- YOUR INSTRUCTIONS
Please copy the last part of the entries exactly: the line that has "One point belongs to each instance of the grass, shown" and every line up to and including the end, nothing more.

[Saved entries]

==*==

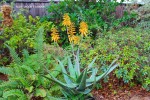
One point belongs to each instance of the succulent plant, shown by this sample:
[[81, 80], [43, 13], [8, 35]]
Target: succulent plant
[[79, 82]]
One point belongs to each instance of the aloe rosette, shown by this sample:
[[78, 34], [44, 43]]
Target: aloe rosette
[[79, 82]]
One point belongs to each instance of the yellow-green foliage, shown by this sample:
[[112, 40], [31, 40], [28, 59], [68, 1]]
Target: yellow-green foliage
[[130, 45], [22, 33]]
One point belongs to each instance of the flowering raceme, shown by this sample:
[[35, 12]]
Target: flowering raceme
[[66, 20], [74, 39], [71, 29], [55, 35], [83, 28]]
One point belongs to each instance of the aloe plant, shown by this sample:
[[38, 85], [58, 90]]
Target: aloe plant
[[79, 82]]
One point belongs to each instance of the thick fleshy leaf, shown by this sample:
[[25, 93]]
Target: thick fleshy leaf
[[82, 84], [67, 79], [63, 85], [94, 72], [91, 64], [71, 69]]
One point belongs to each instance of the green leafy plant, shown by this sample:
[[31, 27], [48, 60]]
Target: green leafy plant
[[25, 81], [79, 82], [132, 47]]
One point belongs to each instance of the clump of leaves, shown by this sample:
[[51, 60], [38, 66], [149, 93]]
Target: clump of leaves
[[25, 81], [132, 47]]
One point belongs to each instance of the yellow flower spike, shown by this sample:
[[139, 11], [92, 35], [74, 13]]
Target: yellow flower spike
[[55, 35], [83, 28], [66, 20], [74, 39], [71, 29]]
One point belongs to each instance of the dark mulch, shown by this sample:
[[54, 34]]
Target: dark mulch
[[116, 90]]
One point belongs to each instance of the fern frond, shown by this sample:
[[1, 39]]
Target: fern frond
[[39, 40], [28, 69], [25, 55], [14, 55], [39, 47], [6, 70], [9, 84], [15, 92]]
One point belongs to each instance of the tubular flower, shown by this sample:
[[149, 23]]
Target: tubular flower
[[73, 39], [55, 35], [71, 29], [83, 28], [66, 20], [6, 10]]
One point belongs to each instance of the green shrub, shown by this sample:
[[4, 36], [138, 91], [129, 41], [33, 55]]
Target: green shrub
[[24, 74], [22, 33], [132, 48]]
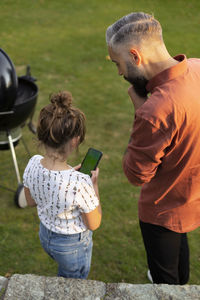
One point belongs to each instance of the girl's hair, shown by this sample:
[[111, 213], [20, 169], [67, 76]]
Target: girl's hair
[[59, 122]]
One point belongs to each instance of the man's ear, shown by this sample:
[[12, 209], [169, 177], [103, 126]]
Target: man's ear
[[136, 56]]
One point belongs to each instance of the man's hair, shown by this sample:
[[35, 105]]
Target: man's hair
[[135, 27]]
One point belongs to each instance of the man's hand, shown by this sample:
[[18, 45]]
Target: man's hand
[[137, 100]]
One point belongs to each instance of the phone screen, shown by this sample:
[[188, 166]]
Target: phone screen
[[90, 161]]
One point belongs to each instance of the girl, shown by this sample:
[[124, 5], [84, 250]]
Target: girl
[[67, 201]]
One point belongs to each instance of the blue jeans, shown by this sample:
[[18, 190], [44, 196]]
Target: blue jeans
[[72, 252]]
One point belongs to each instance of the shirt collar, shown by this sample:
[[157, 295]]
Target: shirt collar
[[168, 74]]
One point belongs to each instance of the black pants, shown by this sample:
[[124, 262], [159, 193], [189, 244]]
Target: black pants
[[167, 254]]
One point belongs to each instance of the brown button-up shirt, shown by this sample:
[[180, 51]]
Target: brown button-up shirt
[[164, 153]]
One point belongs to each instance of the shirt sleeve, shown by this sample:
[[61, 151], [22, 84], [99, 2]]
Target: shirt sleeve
[[26, 175], [86, 198], [145, 151]]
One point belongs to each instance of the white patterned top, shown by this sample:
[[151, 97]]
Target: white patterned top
[[61, 196]]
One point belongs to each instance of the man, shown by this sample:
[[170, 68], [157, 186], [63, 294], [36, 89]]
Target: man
[[163, 155]]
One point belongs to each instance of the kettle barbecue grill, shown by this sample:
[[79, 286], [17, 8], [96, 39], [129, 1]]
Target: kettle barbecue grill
[[18, 96]]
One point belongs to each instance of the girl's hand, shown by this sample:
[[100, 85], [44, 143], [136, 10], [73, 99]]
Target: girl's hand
[[77, 168], [95, 175]]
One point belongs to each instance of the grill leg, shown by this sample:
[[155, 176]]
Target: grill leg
[[14, 158]]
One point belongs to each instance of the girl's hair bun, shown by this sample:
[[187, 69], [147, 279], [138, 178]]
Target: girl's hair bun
[[62, 100]]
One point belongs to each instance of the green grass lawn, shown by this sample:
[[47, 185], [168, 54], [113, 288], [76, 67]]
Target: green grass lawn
[[64, 43]]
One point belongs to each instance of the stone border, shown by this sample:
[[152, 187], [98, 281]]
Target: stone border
[[25, 287]]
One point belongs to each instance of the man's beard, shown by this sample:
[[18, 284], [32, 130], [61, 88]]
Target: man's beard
[[138, 81]]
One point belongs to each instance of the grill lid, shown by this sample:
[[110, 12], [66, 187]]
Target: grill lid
[[8, 82]]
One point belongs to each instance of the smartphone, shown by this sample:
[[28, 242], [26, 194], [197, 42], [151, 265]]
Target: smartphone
[[90, 161]]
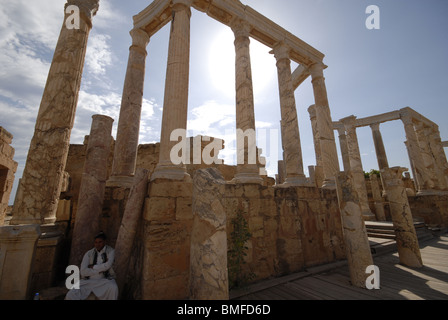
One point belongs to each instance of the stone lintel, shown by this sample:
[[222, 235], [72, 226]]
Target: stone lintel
[[159, 13]]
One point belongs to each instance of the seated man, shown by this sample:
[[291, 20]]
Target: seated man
[[97, 275]]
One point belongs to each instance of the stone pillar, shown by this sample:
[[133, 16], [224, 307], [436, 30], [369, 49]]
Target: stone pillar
[[407, 241], [129, 225], [37, 199], [377, 198], [208, 252], [330, 162], [316, 139], [292, 150], [7, 172], [437, 146], [344, 149], [17, 251], [175, 105], [128, 130], [423, 136], [357, 245], [421, 177], [247, 169], [379, 146], [359, 181], [92, 189]]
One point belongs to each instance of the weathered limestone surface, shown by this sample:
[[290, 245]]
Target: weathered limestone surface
[[8, 168], [355, 234], [175, 105], [17, 250], [129, 226], [377, 199], [247, 170], [330, 162], [38, 194], [92, 189], [292, 151], [208, 252], [407, 241], [168, 220], [130, 112], [357, 172]]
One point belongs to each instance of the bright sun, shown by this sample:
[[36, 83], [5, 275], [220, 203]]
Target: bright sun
[[222, 64]]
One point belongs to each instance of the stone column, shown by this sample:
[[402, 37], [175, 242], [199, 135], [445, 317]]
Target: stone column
[[208, 251], [379, 146], [93, 186], [421, 177], [359, 181], [129, 224], [128, 130], [17, 252], [328, 149], [407, 241], [247, 169], [316, 139], [38, 195], [292, 150], [377, 198], [436, 147], [175, 105], [344, 148], [357, 245]]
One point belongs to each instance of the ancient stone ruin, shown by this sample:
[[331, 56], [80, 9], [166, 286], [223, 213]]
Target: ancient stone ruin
[[172, 223]]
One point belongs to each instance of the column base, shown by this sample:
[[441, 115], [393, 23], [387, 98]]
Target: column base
[[170, 172], [120, 181]]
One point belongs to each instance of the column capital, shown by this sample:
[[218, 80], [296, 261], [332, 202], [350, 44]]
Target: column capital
[[88, 7], [349, 122], [140, 38], [375, 126], [240, 28], [281, 51], [312, 111], [316, 70]]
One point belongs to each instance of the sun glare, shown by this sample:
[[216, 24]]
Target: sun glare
[[222, 64]]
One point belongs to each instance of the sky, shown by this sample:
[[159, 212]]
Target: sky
[[370, 71]]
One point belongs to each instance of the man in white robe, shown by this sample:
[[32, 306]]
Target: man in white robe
[[97, 275]]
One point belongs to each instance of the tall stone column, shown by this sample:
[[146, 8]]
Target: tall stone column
[[92, 189], [37, 199], [359, 180], [379, 146], [289, 124], [407, 241], [357, 245], [437, 146], [344, 148], [247, 169], [126, 145], [377, 198], [325, 126], [175, 105], [316, 139], [421, 177]]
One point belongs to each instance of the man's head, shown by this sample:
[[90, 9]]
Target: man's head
[[100, 241]]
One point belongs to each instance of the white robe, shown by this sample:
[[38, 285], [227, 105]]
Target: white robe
[[94, 279]]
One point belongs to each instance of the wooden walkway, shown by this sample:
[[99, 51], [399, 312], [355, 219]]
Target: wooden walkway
[[397, 282]]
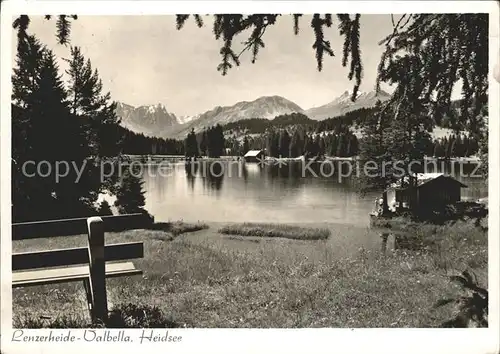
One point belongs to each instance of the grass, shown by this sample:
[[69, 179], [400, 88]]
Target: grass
[[276, 230], [206, 279]]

==*==

- RESULT OF THE EXERCISE
One point belongs to each instance of the grass, shown by this sample:
[[69, 179], [400, 88]]
Target: grass
[[276, 230], [206, 279]]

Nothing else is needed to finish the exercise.